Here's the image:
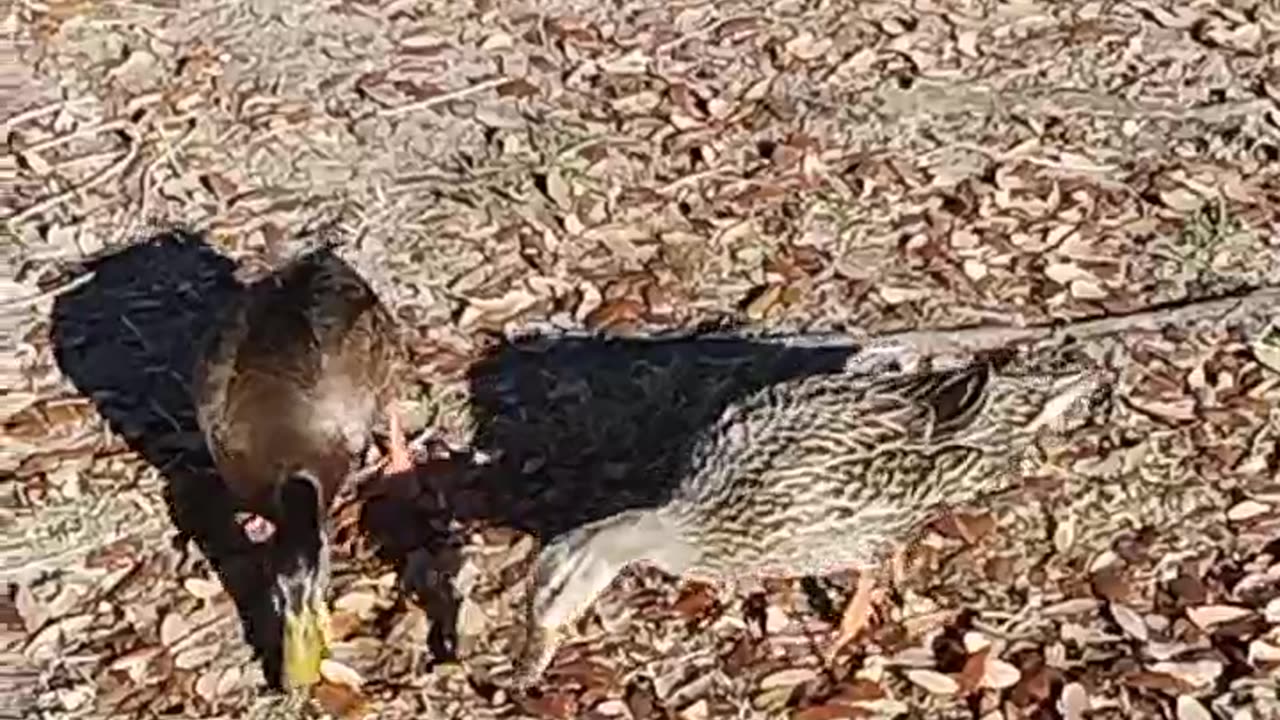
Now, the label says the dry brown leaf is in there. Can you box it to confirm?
[759,667,817,690]
[1159,188,1204,212]
[904,669,958,695]
[1129,397,1197,423]
[1248,639,1280,665]
[215,666,242,696]
[108,645,161,682]
[519,689,578,718]
[1110,603,1148,642]
[1044,598,1100,617]
[333,591,380,619]
[313,680,370,720]
[744,284,784,320]
[878,286,928,305]
[457,288,538,331]
[1187,604,1252,629]
[497,78,539,98]
[1264,597,1280,623]
[173,643,219,670]
[784,31,832,61]
[183,577,223,600]
[543,168,571,211]
[194,669,220,702]
[1226,499,1271,522]
[982,659,1021,690]
[159,611,192,646]
[793,704,862,720]
[1070,279,1108,300]
[1149,660,1223,689]
[584,297,644,331]
[1175,695,1212,720]
[321,658,364,688]
[1251,325,1280,374]
[1053,515,1076,554]
[1058,682,1089,720]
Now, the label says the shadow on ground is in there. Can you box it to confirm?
[46,229,299,691]
[359,330,866,667]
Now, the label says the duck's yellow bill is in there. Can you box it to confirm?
[281,602,331,689]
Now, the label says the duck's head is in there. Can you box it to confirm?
[511,509,696,688]
[246,471,333,690]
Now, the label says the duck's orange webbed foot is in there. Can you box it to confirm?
[384,404,414,475]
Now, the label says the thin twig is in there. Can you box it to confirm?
[5,134,139,225]
[20,120,133,155]
[0,271,96,311]
[1,98,94,130]
[376,77,512,118]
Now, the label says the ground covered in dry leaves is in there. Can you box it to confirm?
[4,0,1280,718]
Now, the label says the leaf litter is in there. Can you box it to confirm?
[4,0,1280,718]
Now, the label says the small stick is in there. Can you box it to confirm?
[0,271,96,311]
[5,137,139,224]
[376,77,511,118]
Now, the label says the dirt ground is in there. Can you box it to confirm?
[4,0,1280,718]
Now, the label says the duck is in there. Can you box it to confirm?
[193,245,415,689]
[512,354,1109,685]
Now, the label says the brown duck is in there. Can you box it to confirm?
[193,246,414,689]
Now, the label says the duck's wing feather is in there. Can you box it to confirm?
[192,248,404,506]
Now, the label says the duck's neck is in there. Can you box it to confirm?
[592,508,698,577]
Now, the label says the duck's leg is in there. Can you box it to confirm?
[384,403,414,475]
[825,569,877,663]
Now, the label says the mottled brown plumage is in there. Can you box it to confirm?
[193,246,411,688]
[514,358,1108,684]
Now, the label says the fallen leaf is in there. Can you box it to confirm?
[520,689,578,718]
[904,669,958,695]
[1058,682,1089,720]
[1252,324,1280,374]
[878,286,929,305]
[982,659,1021,690]
[760,667,817,689]
[1176,695,1212,720]
[321,659,364,688]
[542,168,572,211]
[1110,603,1149,642]
[215,666,242,696]
[108,645,162,682]
[497,78,539,98]
[1227,499,1272,522]
[1149,660,1223,689]
[457,288,539,331]
[963,631,992,654]
[1053,515,1076,554]
[1265,597,1280,623]
[1247,639,1280,665]
[313,680,369,720]
[1044,598,1100,617]
[584,298,644,331]
[159,612,192,646]
[1187,605,1252,630]
[743,284,784,320]
[1070,279,1108,300]
[183,577,223,600]
[195,669,220,702]
[333,591,380,619]
[173,643,219,670]
[1159,188,1204,212]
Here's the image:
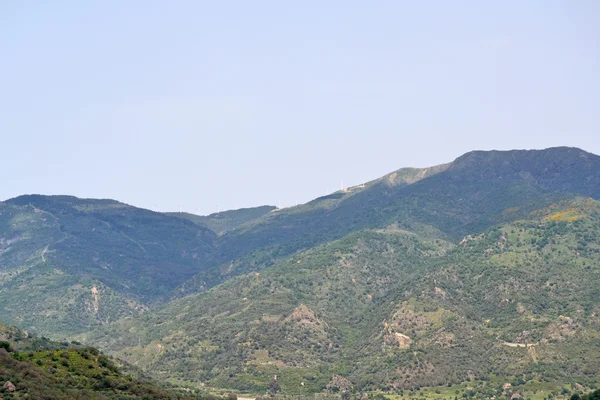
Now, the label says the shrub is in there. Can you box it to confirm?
[0,341,13,352]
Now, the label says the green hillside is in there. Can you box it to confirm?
[3,148,600,336]
[0,321,214,399]
[85,198,600,395]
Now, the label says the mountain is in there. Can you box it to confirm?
[2,146,600,397]
[178,147,600,294]
[86,197,600,395]
[168,205,277,235]
[4,148,599,335]
[3,148,600,319]
[0,195,217,336]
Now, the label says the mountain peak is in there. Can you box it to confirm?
[444,147,600,196]
[451,146,596,169]
[6,194,128,211]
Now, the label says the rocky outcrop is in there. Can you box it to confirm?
[3,381,16,392]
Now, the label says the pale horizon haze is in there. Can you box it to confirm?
[1,1,599,214]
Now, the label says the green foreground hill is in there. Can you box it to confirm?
[0,322,207,399]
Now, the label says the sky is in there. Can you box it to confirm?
[1,1,599,214]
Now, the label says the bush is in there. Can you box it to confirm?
[0,341,13,352]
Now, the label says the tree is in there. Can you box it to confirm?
[0,341,12,352]
[269,378,280,397]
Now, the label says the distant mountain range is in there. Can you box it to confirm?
[1,147,600,397]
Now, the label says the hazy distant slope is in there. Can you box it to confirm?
[168,205,276,235]
[224,148,600,252]
[5,195,217,300]
[86,198,600,393]
[180,147,600,294]
[0,195,217,335]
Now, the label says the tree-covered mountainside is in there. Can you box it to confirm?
[179,147,600,295]
[2,147,600,397]
[0,195,217,336]
[168,206,276,235]
[85,198,600,394]
[3,148,599,336]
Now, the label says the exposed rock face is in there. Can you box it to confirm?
[90,285,100,314]
[382,302,436,349]
[384,163,451,187]
[326,374,352,392]
[285,304,327,330]
[547,316,577,341]
[393,332,412,349]
[3,381,16,392]
[382,322,412,349]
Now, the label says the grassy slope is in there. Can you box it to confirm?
[86,198,600,394]
[0,321,206,399]
[0,347,206,399]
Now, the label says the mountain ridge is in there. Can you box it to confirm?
[2,147,600,334]
[176,147,600,296]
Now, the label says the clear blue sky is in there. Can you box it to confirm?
[2,1,599,214]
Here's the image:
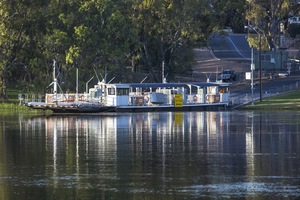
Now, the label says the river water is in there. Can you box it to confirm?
[0,111,300,199]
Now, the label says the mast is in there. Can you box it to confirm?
[76,67,78,102]
[53,60,58,101]
[162,61,166,83]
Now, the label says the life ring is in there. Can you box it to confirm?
[136,96,144,106]
[66,96,74,102]
[79,95,83,101]
[145,95,150,103]
[193,95,197,102]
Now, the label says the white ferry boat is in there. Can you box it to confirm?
[26,80,231,113]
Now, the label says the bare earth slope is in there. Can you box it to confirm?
[191,48,250,82]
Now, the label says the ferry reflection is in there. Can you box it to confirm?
[38,112,230,187]
[13,111,300,198]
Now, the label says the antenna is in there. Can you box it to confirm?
[203,73,212,83]
[86,76,94,93]
[53,59,56,79]
[93,67,106,83]
[107,77,115,84]
[140,76,147,83]
[52,60,57,96]
[93,67,100,82]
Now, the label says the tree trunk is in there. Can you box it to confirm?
[143,43,158,82]
[0,71,8,102]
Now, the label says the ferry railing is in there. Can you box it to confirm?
[20,93,94,105]
[19,93,45,105]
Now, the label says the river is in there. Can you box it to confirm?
[0,111,300,199]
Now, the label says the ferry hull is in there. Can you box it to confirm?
[26,102,228,113]
[115,104,228,112]
[26,102,115,113]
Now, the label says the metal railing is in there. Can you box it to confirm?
[230,81,300,106]
[18,94,45,105]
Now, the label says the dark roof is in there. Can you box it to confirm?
[129,83,186,88]
[187,82,221,87]
[128,82,226,88]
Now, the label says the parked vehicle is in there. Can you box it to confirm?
[218,69,236,82]
[288,16,300,24]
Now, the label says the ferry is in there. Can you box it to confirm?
[25,60,231,113]
[25,80,231,113]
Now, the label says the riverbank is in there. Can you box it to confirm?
[238,89,300,110]
[2,92,300,112]
[3,44,300,112]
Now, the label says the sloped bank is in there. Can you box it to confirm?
[237,90,300,110]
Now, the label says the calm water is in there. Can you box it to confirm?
[1,111,300,199]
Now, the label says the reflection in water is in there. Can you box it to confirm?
[0,111,300,199]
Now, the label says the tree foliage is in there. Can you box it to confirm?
[0,0,219,97]
[246,0,290,50]
[210,0,247,33]
[132,0,213,82]
[2,0,288,98]
[0,0,49,98]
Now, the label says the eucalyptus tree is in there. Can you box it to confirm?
[0,0,219,96]
[246,0,290,50]
[131,0,213,82]
[54,0,214,84]
[0,0,50,98]
[42,0,85,91]
[210,0,247,32]
[47,0,139,85]
[0,1,28,99]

· · · · ·

§ Work instruction
The required answer is the line with "Now, the label says the eucalyptus" plus every line after it to the end of the entries above, transcribed exactly.

§ Reply
Now, the label says the eucalyptus tree is in there. Can you box it to confirm?
[0,0,219,96]
[246,0,290,50]
[131,0,213,82]
[54,0,214,84]
[0,0,50,98]
[42,0,85,91]
[210,0,247,32]
[47,0,139,85]
[0,1,28,99]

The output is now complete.